**Provided passage**
Monday, 4 April 2016

Banks, Steel and The EU - The Banks

The threat to the steelworks at Port Talbot, and the rest of steel production in Britain, synthesises a range of ideas and issues I have written about over the last few years. The attitude of the Conservative government, when it comes to supporting industry, rather than propping up financial asset prices, is emblematic of the argument I have set out, in the past, that the conflict of material interest between fictitious capital and real industrial capital finds its reflection in the political responses of conservatism and social democracy.

A hundred billion pounds was spent bailing out and nationalising British banks, but the Tory government, in the words of Paul Mason, “does not give a shit”, when it comes to the steel industry, and the 40,000 jobs dependent on it. And let's be clear about what was being saved in the rescue of the banks. What was not being saved were the deposits of savers. In large part, those deposits were already secure, and various deposit guarantees provided by states enshrined that, though I doubt that when the next, bigger financial crash happens, they will be upheld, as experience in Cyprus indicates.

Also, what was not being saved were all of the mortgages and loans provided by the banks. They are part of the assets of the banks, not their liabilities. If a bank goes bust, as happened with Northern Rock, someone else, would pick up those assets, often on the cheap, as part of some new business.

Rather what was being saved were all of those other financial institutions, and all of those astronomically rich individual money capitalists to whom the banks and financial institutions owed money, money which, in reality, represented absolutely nothing more than hot air, which is contained in the various, massively inflated asset price bubbles.

The collapse of Lehman Brothers was the proof of it. If a bank like Lehman's collapsed, what were the actual ramifications? Lehman's, like Northern Rock, and every other bank, relied very little on savers' deposits. It provided the money-capital it required for its activities by borrowing itself in the money markets. The main people to lose money-capital, therefore, would be the bank's own share and bondholders, and its creditors, which, in this case are mainly the other banks and financial institutions from which it has borrowed money.

**Data rows**
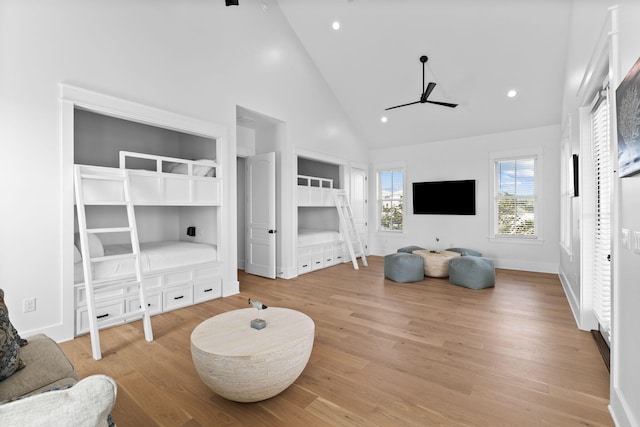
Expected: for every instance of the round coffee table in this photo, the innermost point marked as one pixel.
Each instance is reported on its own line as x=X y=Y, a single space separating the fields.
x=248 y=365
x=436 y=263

...

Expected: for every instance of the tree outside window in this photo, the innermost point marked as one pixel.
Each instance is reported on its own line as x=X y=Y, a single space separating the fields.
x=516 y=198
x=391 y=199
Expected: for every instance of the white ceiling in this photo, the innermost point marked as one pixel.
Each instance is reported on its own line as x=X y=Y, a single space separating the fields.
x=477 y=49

==

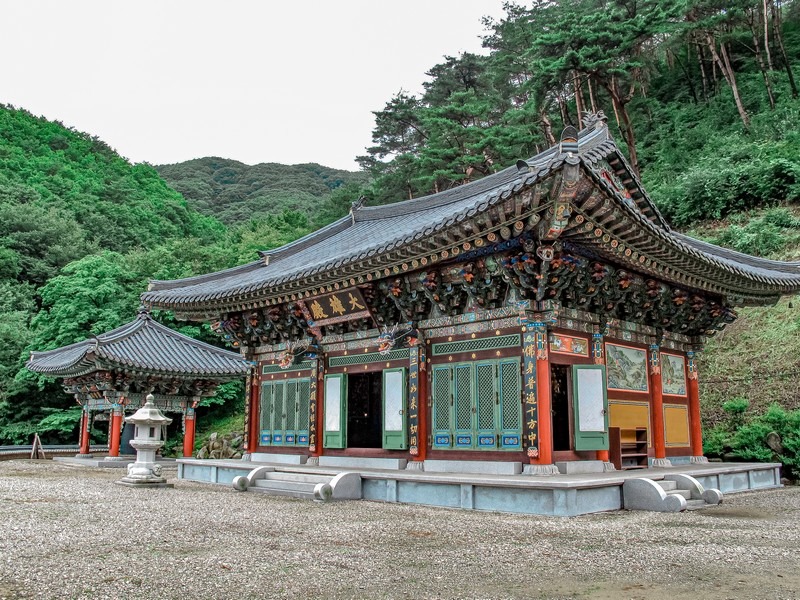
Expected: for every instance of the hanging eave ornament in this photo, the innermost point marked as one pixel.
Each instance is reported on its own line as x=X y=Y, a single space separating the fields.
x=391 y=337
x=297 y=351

**What is asked**
1. According to the blog post on banks and the steel industry, how much was spent bailing out and nationalising British banks?
2. Continue the blog post on banks and the steel industry from its last sentence.

**Outputs by task**
1. A hundred billion pounds.

2.
The idea that the banks had to be bailed out and saved for the benefit of the wider economy is then nonsense. Even setting aside the investment (actually speculating) activities of the banks and financial institutions, which became the major part of their activities, then, as Marx described 150 years ago, the banks perform two different functions, which the bankers and their apologists try to present as being one and the same.

On the one hand, the banks operate as nothing more than merchantsmoney-dealers. That is they simply shift other people's money from one place to another, and keep the books recording these movements. Firms and individuals pay money into their their accounts that they have received from other firms and individuals, and then make payments out of those accounts to other firms and individuals.

In the same way that a merchant takes on the function of buying and selling, that would otherwise have to be undertaken by the producers of commodities, and so charges the producer for carrying out that function (buying commodities below their value) so the money-dealer does the same. That is apparent when you use a firm that is exclusively a money-dealer (like a bureaux de change) rather than a bank. Provider the costs of the money-dealer are less than the amount they obtain from these charges for the service, they make a profit.

Unlike a merchant, who buys the commodities from a producer below their value, and then sells them at their value, the money-dealer/bank never buys money from the depositor, nor sells it to the payee. In that respect, they are more like a haulier who simply transfers goods sold by one firm to another. And, just as someone would not expect to have their property expropriated, just because the haulier who was transporting it went bust, so there is no reason why someone who has deposited money in a bank, so that it can be paid out again, to cover purchases, should expect to lose that money, just because the bank goes bust.

Yet, as Marx describes, the bankers, and their apologists behave as though all of this money deposited with them was their own money, as though every payment of money they make is an advance of their own money-capital, rather than just this simple transmission of other people's money from one place to another.

The other function of the banks and financial institutions is the actual advancement of money-capital, i.e. the provision of loans. But, even here it is often the case that the bank is not actually advancing capital, for the reason Marx sets out. For example, if a firm owns a factory but needs additional money-capital, to expand, it may borrow money from the bank. Say the factory has a value of £1 million, the firm hands over the deeds to the factory as collateral, and obtains a loan from the bank of say £100,000. But, as Marx says, the bank has not advanced capital here to the firm. It has merely transformed the capital the firm already had, in the shape of the factory, into capital in the shape of money, which is what the firm actually needs to be able to buy additional machines, material and so on.

The bank has not advanced money-capital to the firm, it has merely advanced money, liquidity. In fact, in the process, the bank has increased its own capital, because although it reduced it by the amount of the £100,000 it gave to the firm, it increased it, by the £1 million value of the deeds to the factory, it took possession of, as collateral.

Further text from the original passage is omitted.